Bevor es böse Kommentare hagelt und wüste Beschimpfungen — oder gar Beifall: der nachfolgende Artikel ist in Ruhe zu lesen. Er ist in Strecken böse provokant und sarkastisch. Aber auch nachdenklich. Anstoß für den Artikel ist eine erhitzte, über dreistündige Skype – Diskussion, die ich mit einem Menschen führte, den ich sehr schätze. Sollte es in den Kommentaren nicht zivilisiert zugehen, werde ich sie sofort sperren; ich wohne im Einzugsgebiet des Hamburger Landgerichts……
Das Bild aus der Ausstellung mußte ich leider aus urheberrechtlichen Gründen entfernen.
Heute eröffnete in Berlin die deutsche Filiale Madame Tussauds‚. Schon im Vorfeld gab es eine hitzige Diskussion über ein besonderes Exponat: Adolf Hitler. Im Gegensatz zur Londoner Ausstellung, in der er kämpferisch mit erhobener Faust zu sehen ist, wird er in Berlin zusammengesunken in seinen letzten Tagen gezeigt. Viele waren und sind der Meinung, daß man ihn in einer solchen Ausstellung nicht zeigen dürfe. Ich frage mich, warum nicht. Er ist Teil unserer Geschichte. Zugegeben: kein rühmlicher Teil. Aber so, wie er in Berlin gezeigt wurde, finde ich das durchaus gut. Es gibt erklärende Texte, es gibt ein Umfeld, auch mit Widerstandskämpfern. Und im Gegensatz zu den anderen Figuren darf man keine Photos nach dem Motto: „mein Kumpel Adolf“ mit ihm machen.

[Daten zur Positionsbestimmung]
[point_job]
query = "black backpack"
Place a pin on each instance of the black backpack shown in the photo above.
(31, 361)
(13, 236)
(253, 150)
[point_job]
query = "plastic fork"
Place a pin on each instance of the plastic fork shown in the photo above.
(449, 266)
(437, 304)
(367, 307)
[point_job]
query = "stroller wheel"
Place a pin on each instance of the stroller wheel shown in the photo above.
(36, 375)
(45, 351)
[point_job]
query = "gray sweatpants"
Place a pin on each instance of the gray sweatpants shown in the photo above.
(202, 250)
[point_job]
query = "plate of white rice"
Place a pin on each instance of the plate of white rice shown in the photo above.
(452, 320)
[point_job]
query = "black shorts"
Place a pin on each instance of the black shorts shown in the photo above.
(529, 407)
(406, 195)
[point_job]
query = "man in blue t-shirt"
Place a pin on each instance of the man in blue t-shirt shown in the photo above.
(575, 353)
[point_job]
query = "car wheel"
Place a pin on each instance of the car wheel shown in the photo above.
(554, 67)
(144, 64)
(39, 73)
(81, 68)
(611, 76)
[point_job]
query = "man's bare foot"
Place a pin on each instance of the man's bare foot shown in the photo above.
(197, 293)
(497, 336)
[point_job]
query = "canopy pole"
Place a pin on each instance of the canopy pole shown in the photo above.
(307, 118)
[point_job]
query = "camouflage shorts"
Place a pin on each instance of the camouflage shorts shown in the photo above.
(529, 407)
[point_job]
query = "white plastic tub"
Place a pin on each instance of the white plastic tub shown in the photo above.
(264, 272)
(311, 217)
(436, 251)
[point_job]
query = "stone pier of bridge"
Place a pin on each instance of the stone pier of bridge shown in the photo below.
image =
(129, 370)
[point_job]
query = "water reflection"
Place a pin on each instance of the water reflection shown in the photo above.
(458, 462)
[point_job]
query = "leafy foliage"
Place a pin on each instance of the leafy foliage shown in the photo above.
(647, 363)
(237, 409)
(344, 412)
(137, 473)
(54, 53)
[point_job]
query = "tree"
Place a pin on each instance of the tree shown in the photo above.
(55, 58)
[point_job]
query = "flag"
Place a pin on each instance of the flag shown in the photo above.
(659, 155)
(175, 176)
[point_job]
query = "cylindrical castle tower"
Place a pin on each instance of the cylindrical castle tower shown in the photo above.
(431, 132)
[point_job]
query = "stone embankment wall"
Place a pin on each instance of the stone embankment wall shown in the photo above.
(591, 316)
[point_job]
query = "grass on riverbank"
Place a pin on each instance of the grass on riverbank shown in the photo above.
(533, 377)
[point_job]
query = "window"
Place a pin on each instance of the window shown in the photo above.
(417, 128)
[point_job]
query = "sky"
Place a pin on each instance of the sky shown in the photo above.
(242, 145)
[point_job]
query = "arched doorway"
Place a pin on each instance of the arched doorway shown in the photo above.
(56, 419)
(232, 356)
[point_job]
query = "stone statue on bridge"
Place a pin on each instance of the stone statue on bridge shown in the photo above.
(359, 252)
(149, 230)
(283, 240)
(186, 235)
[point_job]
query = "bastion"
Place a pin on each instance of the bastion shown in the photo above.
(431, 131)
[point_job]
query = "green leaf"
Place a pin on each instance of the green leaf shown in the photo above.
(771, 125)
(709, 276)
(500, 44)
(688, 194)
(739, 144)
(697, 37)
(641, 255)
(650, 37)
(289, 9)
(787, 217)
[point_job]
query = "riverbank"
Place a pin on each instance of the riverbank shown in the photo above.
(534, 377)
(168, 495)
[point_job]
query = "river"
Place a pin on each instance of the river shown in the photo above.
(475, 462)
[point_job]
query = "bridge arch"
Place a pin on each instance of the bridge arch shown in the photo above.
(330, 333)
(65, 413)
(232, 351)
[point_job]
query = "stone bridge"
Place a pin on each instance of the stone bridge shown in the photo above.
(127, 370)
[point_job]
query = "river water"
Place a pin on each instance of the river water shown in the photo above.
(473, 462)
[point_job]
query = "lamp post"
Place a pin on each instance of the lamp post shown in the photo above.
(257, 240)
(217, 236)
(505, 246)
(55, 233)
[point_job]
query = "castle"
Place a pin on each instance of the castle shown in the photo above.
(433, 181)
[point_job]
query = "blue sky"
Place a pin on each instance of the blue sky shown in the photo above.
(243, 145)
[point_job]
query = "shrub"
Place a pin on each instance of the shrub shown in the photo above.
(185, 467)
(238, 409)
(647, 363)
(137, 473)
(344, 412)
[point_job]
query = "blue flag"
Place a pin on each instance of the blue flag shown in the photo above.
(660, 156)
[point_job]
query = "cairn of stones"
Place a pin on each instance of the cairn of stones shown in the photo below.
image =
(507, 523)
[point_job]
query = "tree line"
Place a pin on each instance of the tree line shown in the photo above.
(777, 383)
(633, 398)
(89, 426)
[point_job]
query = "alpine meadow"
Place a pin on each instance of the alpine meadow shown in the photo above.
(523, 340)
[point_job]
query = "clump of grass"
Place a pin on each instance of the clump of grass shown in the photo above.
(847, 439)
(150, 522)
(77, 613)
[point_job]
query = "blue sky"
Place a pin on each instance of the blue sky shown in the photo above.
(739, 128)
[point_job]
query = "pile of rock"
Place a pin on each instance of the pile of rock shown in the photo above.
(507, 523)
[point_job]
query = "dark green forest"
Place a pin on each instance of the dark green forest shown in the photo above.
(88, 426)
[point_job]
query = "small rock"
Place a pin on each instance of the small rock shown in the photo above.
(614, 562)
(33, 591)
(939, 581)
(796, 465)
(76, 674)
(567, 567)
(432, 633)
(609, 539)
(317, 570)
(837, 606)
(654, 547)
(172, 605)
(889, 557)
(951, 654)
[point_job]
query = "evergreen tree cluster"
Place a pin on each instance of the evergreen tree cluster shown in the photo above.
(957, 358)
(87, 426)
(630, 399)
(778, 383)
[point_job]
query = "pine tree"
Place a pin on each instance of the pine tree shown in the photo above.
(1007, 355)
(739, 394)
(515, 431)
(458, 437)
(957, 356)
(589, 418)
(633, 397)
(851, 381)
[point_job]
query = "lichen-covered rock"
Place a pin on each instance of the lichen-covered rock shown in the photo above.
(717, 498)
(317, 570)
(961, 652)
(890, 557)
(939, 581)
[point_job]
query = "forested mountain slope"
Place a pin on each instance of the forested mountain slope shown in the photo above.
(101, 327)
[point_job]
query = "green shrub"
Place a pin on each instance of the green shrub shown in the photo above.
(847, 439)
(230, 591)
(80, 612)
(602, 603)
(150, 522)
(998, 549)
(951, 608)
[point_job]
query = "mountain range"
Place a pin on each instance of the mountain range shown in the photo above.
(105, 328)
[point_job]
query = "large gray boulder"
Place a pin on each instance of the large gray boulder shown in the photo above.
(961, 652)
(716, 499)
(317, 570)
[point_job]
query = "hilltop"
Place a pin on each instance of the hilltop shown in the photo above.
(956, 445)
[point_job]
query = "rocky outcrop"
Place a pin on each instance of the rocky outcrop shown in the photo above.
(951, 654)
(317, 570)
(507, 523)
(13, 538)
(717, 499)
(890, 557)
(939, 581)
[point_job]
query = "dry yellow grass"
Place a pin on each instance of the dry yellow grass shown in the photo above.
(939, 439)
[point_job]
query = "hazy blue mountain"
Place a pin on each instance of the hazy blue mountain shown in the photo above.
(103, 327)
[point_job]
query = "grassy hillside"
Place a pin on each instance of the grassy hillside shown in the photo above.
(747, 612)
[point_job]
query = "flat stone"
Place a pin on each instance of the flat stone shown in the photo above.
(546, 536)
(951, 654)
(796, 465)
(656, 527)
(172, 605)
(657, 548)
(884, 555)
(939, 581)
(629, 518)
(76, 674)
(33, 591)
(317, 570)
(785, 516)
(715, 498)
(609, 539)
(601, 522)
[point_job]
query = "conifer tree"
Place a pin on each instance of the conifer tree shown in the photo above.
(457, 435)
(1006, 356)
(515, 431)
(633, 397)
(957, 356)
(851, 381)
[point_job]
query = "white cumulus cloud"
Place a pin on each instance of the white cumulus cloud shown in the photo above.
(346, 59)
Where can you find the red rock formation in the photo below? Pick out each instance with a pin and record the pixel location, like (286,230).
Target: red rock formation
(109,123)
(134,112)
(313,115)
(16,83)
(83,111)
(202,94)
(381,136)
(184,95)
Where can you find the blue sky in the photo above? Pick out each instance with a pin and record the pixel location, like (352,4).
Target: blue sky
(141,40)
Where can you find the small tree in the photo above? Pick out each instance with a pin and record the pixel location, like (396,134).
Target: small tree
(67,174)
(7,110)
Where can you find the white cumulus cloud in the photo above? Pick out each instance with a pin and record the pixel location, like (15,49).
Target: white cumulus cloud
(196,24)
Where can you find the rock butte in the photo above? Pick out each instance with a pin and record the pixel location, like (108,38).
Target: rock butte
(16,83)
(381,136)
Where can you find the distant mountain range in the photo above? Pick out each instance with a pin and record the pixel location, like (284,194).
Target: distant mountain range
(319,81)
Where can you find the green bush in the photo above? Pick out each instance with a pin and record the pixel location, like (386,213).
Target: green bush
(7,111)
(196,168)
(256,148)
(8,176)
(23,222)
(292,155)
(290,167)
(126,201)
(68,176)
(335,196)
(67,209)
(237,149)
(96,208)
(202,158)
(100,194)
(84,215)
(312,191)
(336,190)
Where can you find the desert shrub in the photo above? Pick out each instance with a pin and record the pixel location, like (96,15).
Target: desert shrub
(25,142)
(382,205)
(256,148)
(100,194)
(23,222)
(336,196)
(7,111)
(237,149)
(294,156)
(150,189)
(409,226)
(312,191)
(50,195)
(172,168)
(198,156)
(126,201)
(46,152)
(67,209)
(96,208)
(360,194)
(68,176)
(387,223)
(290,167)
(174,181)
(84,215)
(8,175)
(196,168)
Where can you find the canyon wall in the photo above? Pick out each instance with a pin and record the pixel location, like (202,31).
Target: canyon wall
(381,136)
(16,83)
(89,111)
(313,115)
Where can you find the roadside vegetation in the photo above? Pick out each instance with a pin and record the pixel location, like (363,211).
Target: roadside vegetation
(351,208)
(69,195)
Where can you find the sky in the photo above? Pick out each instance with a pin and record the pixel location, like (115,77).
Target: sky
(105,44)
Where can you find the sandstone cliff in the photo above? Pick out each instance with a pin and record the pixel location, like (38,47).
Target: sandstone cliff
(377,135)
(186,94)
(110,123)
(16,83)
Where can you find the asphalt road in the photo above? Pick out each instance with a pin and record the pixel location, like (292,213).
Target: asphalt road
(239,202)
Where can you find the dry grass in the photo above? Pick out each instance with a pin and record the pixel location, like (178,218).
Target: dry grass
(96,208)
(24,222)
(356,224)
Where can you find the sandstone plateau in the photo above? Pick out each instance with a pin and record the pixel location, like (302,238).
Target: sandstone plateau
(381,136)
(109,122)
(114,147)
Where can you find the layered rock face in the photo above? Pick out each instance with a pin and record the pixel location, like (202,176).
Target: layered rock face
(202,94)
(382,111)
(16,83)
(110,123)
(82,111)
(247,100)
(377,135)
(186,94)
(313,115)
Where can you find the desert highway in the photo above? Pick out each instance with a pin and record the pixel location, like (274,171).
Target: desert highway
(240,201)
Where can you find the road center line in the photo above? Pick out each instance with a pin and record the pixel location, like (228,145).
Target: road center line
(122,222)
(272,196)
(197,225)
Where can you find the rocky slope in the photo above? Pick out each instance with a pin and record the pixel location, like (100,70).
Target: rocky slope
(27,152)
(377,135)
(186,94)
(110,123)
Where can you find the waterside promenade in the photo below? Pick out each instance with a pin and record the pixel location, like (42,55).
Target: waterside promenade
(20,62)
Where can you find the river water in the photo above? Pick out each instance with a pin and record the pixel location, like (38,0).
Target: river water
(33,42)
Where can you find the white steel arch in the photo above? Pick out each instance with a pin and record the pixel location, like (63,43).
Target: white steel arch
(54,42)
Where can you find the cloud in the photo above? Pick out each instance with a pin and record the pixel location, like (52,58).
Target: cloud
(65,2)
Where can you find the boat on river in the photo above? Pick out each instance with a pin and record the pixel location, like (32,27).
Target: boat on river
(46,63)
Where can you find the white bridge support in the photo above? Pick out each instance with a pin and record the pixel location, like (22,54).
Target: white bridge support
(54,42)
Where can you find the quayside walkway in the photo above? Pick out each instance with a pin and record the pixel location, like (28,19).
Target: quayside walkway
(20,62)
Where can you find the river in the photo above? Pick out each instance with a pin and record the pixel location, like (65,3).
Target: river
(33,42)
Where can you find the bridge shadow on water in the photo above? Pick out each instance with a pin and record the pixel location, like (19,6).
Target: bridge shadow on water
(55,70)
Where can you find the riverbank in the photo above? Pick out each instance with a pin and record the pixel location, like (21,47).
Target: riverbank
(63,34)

ZIEL DER ÜBUNG
Beantworte diese Fragen zum Textauszug über Madame Tussauds in Berlin:
1. Wie lange dauerte die Skype-Diskussion, die den Anstoß für den Artikel gab?
2. Aus welchem Grund wurde das Bild aus der Ausstellung entfernt?
3. Wie ist Hitler in der Londoner Ausstellung zu sehen?
Maßgeblich ist allein der Textauszug.

LÖSUNG
1. Über drei Stunden.
2. Aus urheberrechtlichen Gründen.
3. Kämpferisch mit erhobener Faust.